QUOTED TEXT.
- - - - -

Prophet vs BSTS

3 January 2021

Introduction & purpose

Prophet is a forecasting procedure and R package developed by Facebook that I have used professionally and have seen colleagues using it pretty sucessfully in diverse setups.

In this post, I run a kind of benchmark with just one scenario: the MineThatData Forecasting Challenge that the authors of this blog actually won using BSTS.

BSTS and prophet are certainly different techniques (even if they have quite some in common). Anyhow this is not the point of this post; rather, since prophet is quite straight forward to use, the main question that comes to mind is actually, can a model be fit with prophet in a simpler way than with BSTS obtaining comparable results? Certainly, my guess is that BSTS as used for the challenge was far from simple for the readers of MineThatData.

- - - - -

DATA ROWS.

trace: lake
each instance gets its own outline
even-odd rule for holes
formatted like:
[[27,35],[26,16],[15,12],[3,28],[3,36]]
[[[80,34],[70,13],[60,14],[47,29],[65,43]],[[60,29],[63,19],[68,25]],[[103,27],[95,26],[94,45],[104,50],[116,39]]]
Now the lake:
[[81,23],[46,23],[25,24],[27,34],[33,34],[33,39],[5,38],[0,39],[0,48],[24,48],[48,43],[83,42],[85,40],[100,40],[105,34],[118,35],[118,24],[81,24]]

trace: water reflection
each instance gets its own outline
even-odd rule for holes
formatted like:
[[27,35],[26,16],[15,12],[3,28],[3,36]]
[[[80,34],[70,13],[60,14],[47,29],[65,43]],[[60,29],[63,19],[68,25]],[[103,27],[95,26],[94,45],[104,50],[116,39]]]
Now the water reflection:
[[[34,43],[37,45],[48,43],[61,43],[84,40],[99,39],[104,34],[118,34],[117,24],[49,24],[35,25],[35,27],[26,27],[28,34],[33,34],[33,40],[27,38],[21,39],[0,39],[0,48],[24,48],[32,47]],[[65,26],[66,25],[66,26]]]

- - - - -

TASKS TO PERFORM.
1. Reproduce the Prophet vs BSTS post word for word, starting at "Introduction & purpose" and ending at "readers of MineThatData.".
2. Carry on writing the Prophet vs BSTS post from its last sentence.

FINAL ANSWERS.
1.
Introduction & purpose

Prophet is a forecasting procedure and R package developed by Facebook that I have used professionally and have seen colleagues using it pretty sucessfully in diverse setups.

In this post, I run a kind of benchmark with just one scenario: the MineThatData Forecasting Challenge that the authors of this blog actually won using BSTS.

BSTS and prophet are certainly different techniques (even if they have quite some in common). Anyhow this is not the point of this post; rather, since prophet is quite straight forward to use, the main question that comes to mind is actually, can a model be fit with prophet in a simpler way than with BSTS obtaining comparable results? Certainly, my guess is that BSTS as used for the challenge was far from simple for the readers of MineThatData.

2.
Fit directly and see how lucky we get

Let’s go straight like a crazy gunman and try to fit a model with prophet with a lot of defaults and see what happens.

library(lubridate)
library(prophet)
library(readxl)
library(httr)

GET("http://minethatdata.com/MineThatData_ForecastChallenge_20170914.xlsx",
    write_disk(tf <- tempfile(fileext = ".xlsx")))

## Response [http://minethatdata.com/MineThatData_ForecastChallenge_20170914.xlsx]
##   Date: 2020-12-09 08:13
##   Status: 200
##   Content-Type: application/vnd.openxmlformats-officedocument.spreadsheetml.sheet
##   Size: 21.8 kB
## <ON DISK>  /var/folders/lm/6kvyzp5d3ds_20dxw939n5hw0000gp/T//RtmphKlisw/file585b45bf51fa.xlsx

sales <- read_excel(tf, sheet=1,
                    col_names=TRUE, col_types=rep("numeric", 17))
sales <- sales[! duplicated(sales$Month),]
plot(sales$Month, sales$Rolling_12Month_Sales, type="l")

Let’s prepare the data a bit more for prophet; the package needs a time series with dates, in this case for monthly data.

target <- sales[order(sales$Month),]
end_date <- as.Date("2017-08-01")
initial_date <- end_date %m-% months(79)

target$date <- seq(initial_date, end_date, by="1 month")

sales4prophet <- target[, c("date", "Rolling_12Month_Sales")]
names(sales4prophet) <- c("ds", "y")
head(sales4prophet)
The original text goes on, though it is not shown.